Exercise aim: Bring together all lines of the material below that contain the string "tree".
|---|
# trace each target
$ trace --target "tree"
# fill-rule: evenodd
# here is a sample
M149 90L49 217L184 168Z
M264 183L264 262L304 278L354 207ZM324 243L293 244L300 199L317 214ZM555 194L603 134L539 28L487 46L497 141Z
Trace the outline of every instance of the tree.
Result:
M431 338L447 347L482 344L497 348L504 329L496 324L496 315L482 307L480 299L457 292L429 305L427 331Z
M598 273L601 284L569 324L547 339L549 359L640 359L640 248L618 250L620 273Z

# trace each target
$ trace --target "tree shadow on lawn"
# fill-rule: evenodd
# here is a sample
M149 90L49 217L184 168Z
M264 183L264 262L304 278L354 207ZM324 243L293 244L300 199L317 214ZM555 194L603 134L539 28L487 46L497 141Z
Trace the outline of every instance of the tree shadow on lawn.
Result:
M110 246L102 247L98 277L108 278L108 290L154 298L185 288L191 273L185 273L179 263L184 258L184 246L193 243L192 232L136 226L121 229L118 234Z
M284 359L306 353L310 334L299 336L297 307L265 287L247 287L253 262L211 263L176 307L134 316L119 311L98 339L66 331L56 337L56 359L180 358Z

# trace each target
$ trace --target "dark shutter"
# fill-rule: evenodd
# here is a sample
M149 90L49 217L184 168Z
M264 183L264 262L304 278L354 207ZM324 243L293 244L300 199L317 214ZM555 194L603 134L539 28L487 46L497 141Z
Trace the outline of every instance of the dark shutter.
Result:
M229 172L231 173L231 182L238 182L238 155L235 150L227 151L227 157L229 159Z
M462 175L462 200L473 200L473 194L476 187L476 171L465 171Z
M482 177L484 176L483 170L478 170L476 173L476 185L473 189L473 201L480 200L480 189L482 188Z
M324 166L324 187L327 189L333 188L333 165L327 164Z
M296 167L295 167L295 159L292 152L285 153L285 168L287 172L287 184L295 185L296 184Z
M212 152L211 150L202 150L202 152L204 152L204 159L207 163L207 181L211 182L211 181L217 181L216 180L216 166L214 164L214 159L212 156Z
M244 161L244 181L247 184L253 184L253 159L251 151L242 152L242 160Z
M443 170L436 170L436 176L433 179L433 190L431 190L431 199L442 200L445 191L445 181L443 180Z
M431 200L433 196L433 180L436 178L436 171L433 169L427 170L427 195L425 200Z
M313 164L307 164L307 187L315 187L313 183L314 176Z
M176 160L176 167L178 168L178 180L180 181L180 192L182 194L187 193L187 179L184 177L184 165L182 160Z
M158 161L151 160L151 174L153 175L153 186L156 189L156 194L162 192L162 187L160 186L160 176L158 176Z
|---|
Response to the exercise:
$ trace --target "tree"
Trace the outline of every instance of the tree.
$ trace --target "tree shadow on lawn"
Trace the outline of every instance of the tree shadow on lawn.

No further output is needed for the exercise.